Brief -> Some lines in the data below hold the string "mast". Report how many, as a bare number.

Content starts

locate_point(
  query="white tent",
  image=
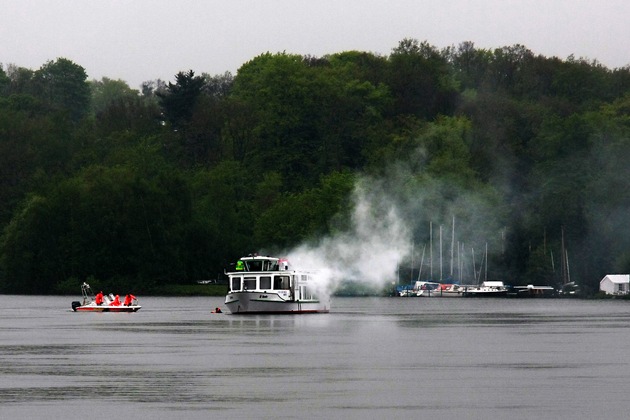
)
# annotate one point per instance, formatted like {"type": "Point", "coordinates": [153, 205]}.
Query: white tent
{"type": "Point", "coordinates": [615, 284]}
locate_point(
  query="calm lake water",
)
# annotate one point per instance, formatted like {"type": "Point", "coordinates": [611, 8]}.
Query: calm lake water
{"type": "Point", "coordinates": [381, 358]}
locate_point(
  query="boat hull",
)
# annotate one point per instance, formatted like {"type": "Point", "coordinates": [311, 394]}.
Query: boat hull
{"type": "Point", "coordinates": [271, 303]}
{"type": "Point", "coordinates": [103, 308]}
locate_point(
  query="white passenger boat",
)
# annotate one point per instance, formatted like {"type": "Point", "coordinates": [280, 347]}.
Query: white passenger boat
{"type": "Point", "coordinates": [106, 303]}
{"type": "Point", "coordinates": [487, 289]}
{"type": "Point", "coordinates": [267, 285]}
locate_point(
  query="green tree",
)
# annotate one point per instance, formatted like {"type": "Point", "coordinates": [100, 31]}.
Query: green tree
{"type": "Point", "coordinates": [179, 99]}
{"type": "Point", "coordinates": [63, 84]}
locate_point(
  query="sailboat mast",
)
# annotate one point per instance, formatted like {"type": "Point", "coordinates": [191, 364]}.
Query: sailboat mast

Content ends

Solution to this task -> 2